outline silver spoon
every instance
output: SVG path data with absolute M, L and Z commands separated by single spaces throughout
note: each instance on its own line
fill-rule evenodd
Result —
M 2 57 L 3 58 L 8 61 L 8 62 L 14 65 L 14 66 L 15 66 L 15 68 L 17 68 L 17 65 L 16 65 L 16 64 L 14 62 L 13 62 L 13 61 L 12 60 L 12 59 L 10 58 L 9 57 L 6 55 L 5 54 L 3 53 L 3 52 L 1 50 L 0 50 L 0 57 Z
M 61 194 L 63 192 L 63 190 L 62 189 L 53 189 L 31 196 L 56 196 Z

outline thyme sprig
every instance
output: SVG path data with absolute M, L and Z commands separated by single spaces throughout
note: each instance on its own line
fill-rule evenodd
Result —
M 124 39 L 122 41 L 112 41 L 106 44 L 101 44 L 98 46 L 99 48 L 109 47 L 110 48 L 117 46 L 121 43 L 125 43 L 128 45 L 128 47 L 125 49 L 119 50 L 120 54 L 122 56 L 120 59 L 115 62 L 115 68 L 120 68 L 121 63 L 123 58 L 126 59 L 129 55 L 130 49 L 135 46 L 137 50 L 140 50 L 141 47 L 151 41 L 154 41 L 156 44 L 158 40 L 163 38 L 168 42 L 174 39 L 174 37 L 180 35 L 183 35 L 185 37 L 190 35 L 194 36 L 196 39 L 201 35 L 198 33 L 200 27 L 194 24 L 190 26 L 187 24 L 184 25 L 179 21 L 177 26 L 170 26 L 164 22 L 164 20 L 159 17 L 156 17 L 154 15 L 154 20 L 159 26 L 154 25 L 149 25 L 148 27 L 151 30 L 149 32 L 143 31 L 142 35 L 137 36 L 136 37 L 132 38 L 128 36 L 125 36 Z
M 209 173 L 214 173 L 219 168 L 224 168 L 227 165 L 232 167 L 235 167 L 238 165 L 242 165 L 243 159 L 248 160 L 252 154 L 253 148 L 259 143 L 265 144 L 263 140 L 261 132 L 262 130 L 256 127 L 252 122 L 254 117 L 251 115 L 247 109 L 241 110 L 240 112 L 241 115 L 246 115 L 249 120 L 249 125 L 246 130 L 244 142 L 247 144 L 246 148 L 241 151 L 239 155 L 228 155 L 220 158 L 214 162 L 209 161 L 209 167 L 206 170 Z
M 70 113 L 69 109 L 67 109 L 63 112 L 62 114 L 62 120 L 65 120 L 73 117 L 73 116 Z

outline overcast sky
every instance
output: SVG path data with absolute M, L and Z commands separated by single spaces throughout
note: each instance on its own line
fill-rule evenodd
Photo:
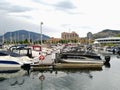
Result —
M 75 31 L 80 37 L 104 29 L 120 30 L 120 0 L 0 0 L 0 34 L 29 30 L 61 37 Z

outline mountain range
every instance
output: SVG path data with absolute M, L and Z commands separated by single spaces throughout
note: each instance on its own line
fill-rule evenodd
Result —
M 41 37 L 41 34 L 27 31 L 27 30 L 17 30 L 13 32 L 6 32 L 4 34 L 5 40 L 10 40 L 12 38 L 12 40 L 16 40 L 16 41 L 21 41 L 29 38 L 33 41 L 38 41 L 40 40 L 40 37 Z M 0 36 L 0 41 L 2 41 L 2 38 L 3 36 Z M 47 40 L 49 38 L 50 38 L 49 36 L 42 34 L 43 40 Z
M 120 36 L 120 30 L 105 29 L 92 35 L 94 39 Z
M 4 34 L 4 39 L 10 40 L 12 38 L 12 40 L 21 41 L 30 38 L 32 41 L 38 41 L 40 40 L 40 36 L 40 33 L 35 33 L 27 30 L 17 30 L 13 32 L 6 32 Z M 105 29 L 98 33 L 92 34 L 93 39 L 115 36 L 120 36 L 120 30 Z M 2 38 L 3 36 L 0 36 L 0 42 L 2 42 Z M 48 35 L 42 34 L 43 40 L 48 40 L 49 38 L 50 37 Z

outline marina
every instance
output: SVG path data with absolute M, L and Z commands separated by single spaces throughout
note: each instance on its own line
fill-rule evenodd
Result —
M 10 77 L 1 73 L 5 77 L 0 79 L 0 87 L 1 90 L 119 90 L 119 64 L 119 58 L 111 56 L 110 65 L 100 70 L 37 70 L 29 75 L 23 71 L 21 76 L 13 73 Z

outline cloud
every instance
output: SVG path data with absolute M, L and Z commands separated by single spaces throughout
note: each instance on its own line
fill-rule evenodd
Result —
M 60 10 L 70 10 L 70 9 L 75 9 L 76 7 L 71 3 L 70 1 L 62 1 L 58 2 L 56 5 L 57 9 Z
M 31 8 L 12 5 L 11 3 L 0 1 L 0 10 L 6 11 L 7 13 L 14 13 L 14 12 L 30 11 Z

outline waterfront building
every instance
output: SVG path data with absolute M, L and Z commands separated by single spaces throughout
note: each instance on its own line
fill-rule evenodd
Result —
M 98 38 L 95 39 L 94 43 L 99 43 L 99 44 L 120 44 L 120 37 L 108 37 L 108 38 Z
M 73 40 L 73 39 L 79 39 L 79 35 L 76 32 L 63 32 L 61 33 L 61 38 L 65 40 Z

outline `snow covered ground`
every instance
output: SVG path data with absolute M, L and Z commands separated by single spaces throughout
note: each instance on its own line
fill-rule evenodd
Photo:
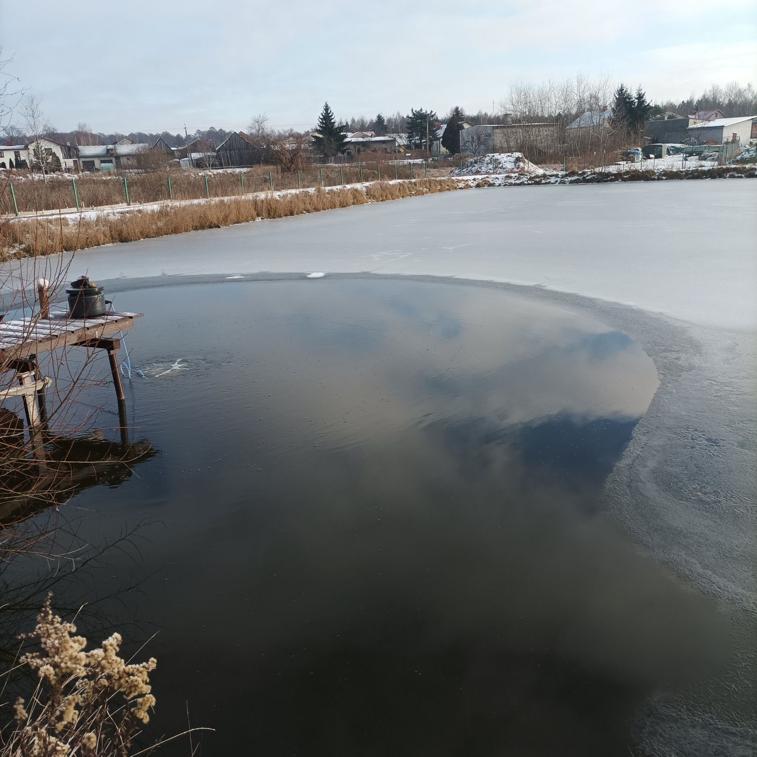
################
Problem details:
Can you retype the part of the material that opens with the line containing "outline overcast sky" and closes with the line containing "M 73 40 L 73", both of those lines included, without the pictures?

Exercise response:
outline overcast sky
every instance
output: SVG path data with absolute M, L and Z commands separated by single spaces throughout
note: each instance on its own line
fill-rule evenodd
Photo:
Result —
M 75 31 L 80 37 L 104 29 L 120 30 L 120 0 L 0 0 L 0 34 L 29 30 L 61 37 Z

outline mountain range
every instance
output: SVG path data with absolute M, L and Z commands separated by single spaces throughout
note: each instance on its own line
fill-rule evenodd
Result —
M 41 37 L 41 34 L 27 31 L 27 30 L 17 30 L 13 32 L 6 32 L 4 34 L 5 40 L 10 40 L 12 38 L 12 40 L 16 40 L 16 41 L 21 41 L 29 38 L 33 41 L 38 41 L 40 40 L 40 37 Z M 0 36 L 0 41 L 2 41 L 2 38 L 3 36 Z M 47 40 L 49 38 L 50 38 L 49 36 L 42 34 L 43 40 Z
M 120 36 L 120 30 L 105 29 L 92 35 L 94 39 Z
M 4 34 L 4 39 L 10 40 L 12 38 L 12 40 L 21 41 L 30 38 L 32 41 L 38 41 L 40 40 L 40 36 L 40 33 L 35 33 L 27 30 L 17 30 L 13 32 L 6 32 Z M 105 29 L 98 33 L 92 34 L 93 39 L 115 36 L 120 36 L 120 30 Z M 2 38 L 3 36 L 0 36 L 0 42 L 2 42 Z M 48 35 L 42 34 L 43 40 L 48 40 L 49 38 L 50 37 Z

outline marina
every instance
output: SVG path data with absolute M, L and Z commands separated by single spaces throughout
note: each instance on its own line
fill-rule evenodd
Result —
M 10 77 L 1 73 L 5 77 L 0 79 L 0 87 L 1 90 L 119 90 L 119 64 L 119 58 L 111 56 L 110 65 L 100 70 L 37 70 L 29 75 L 23 71 L 21 76 L 13 73 Z

outline cloud
every instance
output: SVG path data with absolute M, L and Z commands separated by single spaces throughout
note: each instance on its own line
fill-rule evenodd
Result —
M 60 10 L 70 10 L 70 9 L 75 9 L 76 7 L 71 3 L 70 1 L 62 1 L 58 2 L 56 5 L 57 9 Z
M 31 8 L 12 5 L 11 3 L 0 1 L 0 10 L 6 11 L 7 13 L 14 13 L 14 12 L 30 11 Z

outline waterfront building
every instance
output: SVG path data with absolute M, L and Z commands separated by single spaces throughout
note: each instance on its own line
fill-rule evenodd
Result —
M 98 38 L 95 39 L 94 43 L 99 43 L 99 44 L 120 44 L 120 37 L 108 37 L 108 38 Z
M 73 40 L 73 39 L 79 39 L 79 35 L 76 32 L 63 32 L 61 33 L 61 38 L 65 40 Z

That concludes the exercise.